Task statement
State only the number of lines below that contain the string "sleeve", treating uppercase and lowercase letters as distinct.

####

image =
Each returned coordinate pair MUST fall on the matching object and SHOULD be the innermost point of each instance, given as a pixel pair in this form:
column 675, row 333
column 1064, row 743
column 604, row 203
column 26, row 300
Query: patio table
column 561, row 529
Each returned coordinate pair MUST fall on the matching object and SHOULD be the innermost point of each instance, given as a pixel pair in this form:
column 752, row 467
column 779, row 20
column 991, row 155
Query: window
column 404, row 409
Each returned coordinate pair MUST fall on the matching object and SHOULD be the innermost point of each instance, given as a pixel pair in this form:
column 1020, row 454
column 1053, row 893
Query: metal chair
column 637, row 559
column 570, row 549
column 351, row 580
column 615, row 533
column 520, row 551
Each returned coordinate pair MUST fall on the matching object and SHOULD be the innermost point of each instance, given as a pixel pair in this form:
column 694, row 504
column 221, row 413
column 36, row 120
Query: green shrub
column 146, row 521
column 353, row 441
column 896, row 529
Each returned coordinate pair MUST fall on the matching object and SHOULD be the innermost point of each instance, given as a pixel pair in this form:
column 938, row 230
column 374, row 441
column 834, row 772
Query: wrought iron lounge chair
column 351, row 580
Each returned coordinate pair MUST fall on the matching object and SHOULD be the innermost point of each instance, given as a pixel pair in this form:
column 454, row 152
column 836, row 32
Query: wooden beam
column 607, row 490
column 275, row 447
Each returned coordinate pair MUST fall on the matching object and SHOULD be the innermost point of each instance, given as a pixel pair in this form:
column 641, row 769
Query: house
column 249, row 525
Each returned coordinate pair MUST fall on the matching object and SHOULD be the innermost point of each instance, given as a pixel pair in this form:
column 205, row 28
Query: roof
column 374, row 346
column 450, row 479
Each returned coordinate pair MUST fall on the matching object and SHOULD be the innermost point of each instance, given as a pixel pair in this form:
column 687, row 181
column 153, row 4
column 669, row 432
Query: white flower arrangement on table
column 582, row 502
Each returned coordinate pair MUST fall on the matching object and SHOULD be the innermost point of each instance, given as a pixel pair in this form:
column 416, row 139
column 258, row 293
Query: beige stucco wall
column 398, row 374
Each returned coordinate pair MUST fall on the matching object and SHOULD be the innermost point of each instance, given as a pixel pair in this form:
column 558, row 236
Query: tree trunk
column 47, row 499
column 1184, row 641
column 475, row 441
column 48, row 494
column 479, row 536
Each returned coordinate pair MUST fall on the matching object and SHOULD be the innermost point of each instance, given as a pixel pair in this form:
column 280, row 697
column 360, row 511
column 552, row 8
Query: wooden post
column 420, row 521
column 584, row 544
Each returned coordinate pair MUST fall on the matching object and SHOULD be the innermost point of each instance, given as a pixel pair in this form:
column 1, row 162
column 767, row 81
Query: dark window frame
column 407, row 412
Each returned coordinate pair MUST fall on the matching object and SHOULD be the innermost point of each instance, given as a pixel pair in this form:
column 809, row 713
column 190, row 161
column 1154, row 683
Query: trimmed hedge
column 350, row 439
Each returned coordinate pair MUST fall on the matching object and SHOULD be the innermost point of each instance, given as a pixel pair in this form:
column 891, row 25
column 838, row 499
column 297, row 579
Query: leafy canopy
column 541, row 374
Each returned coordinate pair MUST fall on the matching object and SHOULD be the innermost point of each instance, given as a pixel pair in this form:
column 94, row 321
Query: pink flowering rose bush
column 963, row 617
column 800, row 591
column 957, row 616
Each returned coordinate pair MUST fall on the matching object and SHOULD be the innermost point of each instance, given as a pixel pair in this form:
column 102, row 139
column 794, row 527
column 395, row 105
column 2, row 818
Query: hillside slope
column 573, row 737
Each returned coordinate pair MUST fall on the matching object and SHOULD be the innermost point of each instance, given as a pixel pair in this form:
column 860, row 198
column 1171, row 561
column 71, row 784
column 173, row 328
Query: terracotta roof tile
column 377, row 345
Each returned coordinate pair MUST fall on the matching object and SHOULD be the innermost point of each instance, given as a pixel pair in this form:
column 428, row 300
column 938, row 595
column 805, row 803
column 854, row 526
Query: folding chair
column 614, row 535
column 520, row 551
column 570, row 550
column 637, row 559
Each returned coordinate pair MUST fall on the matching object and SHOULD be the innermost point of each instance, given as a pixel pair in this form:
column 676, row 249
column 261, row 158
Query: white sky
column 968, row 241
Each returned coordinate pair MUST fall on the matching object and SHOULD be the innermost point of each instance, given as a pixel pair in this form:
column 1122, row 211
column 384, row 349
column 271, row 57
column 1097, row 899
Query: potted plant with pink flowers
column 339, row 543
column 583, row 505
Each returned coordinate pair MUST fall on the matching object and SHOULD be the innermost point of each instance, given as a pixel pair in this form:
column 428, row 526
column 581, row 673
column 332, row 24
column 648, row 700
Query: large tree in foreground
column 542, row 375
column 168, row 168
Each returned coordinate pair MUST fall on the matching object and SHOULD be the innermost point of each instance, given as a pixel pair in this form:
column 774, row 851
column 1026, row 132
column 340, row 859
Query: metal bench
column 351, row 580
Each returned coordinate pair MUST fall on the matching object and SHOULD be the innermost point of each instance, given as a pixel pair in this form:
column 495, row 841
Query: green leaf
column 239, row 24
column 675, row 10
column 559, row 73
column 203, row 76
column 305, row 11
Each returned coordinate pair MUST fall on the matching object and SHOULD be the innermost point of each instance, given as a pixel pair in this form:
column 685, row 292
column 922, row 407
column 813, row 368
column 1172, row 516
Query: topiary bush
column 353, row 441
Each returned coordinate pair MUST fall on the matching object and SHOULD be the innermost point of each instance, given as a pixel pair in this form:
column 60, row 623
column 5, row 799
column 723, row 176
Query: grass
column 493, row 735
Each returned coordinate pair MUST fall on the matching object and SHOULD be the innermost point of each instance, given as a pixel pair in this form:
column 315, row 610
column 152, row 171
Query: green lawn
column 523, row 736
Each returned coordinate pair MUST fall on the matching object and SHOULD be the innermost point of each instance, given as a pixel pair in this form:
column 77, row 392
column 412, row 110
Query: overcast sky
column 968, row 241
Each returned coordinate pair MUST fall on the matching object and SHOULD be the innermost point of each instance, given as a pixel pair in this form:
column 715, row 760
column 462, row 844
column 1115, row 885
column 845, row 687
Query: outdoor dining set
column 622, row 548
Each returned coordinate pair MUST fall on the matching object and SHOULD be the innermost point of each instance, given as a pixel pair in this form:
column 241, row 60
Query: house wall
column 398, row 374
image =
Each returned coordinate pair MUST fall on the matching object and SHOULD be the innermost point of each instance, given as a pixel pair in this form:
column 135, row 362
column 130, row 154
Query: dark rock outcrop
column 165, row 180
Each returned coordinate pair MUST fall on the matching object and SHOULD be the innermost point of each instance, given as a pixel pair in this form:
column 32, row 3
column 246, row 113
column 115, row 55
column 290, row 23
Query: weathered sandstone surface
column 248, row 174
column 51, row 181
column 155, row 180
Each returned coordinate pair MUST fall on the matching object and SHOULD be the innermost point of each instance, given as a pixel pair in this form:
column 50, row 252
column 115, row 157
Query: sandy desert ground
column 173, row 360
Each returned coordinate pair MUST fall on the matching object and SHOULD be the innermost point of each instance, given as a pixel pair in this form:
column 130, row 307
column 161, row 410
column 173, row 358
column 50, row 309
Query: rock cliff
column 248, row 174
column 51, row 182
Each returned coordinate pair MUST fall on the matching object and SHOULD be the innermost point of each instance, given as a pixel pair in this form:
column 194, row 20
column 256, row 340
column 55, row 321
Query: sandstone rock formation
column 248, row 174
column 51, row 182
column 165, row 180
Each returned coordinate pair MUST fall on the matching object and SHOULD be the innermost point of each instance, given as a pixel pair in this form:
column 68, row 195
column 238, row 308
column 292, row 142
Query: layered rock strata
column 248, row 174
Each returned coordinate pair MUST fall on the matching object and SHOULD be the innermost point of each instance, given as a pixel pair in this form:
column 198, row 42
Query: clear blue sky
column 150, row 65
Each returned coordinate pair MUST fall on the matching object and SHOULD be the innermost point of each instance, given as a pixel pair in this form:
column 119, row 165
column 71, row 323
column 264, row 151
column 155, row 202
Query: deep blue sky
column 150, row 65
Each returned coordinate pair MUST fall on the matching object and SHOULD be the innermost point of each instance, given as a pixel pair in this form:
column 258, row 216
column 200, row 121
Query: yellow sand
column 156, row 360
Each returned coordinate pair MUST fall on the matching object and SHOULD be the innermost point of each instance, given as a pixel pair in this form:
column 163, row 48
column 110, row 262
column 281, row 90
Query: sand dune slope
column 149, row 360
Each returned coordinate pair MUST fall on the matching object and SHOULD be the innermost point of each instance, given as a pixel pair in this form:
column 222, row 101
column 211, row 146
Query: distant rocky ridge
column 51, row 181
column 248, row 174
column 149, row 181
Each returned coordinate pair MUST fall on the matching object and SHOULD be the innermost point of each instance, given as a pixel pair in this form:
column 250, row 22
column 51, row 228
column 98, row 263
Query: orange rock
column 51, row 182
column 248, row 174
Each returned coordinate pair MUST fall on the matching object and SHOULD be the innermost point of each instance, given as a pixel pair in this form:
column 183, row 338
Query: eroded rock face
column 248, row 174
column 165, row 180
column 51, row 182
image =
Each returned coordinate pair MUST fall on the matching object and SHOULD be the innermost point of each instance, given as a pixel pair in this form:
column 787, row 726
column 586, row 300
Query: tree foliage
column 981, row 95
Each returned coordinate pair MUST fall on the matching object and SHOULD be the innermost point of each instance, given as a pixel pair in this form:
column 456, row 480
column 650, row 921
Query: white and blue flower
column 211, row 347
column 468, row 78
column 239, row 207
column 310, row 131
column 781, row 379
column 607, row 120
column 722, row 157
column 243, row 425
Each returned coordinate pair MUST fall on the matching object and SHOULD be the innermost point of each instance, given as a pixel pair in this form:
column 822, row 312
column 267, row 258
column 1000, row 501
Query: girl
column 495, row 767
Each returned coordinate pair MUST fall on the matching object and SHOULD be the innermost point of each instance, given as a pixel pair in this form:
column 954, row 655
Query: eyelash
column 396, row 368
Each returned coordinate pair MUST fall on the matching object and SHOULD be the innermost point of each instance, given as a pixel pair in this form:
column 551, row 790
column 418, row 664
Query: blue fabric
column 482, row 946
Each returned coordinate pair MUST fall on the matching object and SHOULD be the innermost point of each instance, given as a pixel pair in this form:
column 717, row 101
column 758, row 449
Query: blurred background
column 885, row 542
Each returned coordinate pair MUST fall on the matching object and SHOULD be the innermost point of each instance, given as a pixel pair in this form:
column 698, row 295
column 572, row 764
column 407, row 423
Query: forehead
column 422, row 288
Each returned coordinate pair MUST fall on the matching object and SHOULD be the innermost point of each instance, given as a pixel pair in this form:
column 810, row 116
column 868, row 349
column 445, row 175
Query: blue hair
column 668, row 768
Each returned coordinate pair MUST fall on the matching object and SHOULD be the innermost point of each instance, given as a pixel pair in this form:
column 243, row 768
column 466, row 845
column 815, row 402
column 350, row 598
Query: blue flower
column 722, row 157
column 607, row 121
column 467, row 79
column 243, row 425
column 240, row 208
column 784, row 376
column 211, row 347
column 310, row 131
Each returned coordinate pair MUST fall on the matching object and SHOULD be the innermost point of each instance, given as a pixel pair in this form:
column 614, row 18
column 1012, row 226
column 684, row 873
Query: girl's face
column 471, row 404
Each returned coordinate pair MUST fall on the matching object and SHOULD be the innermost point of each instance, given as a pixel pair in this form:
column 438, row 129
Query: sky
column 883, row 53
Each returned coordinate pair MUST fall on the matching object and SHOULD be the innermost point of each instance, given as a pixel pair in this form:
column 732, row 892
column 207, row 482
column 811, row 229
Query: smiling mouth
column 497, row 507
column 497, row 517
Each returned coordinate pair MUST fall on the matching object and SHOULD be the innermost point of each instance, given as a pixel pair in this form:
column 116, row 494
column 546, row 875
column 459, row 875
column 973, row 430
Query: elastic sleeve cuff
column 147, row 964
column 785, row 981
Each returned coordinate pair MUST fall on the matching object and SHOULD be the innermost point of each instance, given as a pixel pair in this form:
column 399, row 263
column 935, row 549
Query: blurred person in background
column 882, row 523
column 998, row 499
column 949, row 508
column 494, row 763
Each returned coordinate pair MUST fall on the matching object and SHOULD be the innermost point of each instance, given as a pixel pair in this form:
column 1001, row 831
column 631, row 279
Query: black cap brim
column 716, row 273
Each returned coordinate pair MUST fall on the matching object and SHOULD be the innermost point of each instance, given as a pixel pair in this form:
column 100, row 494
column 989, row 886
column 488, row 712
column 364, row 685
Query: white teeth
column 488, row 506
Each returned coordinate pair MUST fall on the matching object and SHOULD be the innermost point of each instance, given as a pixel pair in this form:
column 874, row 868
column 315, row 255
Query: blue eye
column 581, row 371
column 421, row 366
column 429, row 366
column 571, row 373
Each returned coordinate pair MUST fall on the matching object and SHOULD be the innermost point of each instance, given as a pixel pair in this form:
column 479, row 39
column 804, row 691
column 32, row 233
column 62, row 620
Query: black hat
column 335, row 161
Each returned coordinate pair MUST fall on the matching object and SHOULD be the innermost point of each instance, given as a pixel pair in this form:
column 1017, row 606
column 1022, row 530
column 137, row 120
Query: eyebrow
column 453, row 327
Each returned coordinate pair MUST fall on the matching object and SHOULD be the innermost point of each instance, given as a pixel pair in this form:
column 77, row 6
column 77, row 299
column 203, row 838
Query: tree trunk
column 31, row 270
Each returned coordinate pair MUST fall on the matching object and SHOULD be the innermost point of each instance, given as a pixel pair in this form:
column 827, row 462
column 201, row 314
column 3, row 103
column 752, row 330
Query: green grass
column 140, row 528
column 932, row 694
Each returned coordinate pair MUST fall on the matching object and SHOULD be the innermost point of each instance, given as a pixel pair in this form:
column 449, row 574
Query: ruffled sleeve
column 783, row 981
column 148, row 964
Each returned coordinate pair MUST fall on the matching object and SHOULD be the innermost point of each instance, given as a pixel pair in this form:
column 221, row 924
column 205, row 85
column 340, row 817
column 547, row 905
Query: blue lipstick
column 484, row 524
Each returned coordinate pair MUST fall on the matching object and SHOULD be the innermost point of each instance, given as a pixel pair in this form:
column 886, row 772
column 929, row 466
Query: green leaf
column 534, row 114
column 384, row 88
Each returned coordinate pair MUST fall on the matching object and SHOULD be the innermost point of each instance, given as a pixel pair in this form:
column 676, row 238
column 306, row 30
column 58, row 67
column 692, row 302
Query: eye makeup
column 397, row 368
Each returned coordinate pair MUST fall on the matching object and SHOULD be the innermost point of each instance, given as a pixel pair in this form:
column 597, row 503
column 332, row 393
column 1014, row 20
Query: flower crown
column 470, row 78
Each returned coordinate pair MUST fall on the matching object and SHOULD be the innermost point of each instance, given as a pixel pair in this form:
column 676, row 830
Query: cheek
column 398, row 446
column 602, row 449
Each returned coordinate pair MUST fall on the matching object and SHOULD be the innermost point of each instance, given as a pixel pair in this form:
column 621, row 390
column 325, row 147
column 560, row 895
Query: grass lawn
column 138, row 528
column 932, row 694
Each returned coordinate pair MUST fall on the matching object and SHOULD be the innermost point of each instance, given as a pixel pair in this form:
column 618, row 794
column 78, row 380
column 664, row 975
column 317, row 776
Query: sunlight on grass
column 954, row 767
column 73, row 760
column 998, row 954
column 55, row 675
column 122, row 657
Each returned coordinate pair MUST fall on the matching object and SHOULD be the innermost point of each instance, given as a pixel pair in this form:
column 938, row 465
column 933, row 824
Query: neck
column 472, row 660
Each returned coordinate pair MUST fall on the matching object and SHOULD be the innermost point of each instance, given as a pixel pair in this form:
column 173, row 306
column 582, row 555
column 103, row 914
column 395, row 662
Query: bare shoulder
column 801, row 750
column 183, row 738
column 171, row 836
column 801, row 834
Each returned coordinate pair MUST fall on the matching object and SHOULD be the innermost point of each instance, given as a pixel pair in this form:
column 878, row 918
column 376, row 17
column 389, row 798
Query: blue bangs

####

Written response
2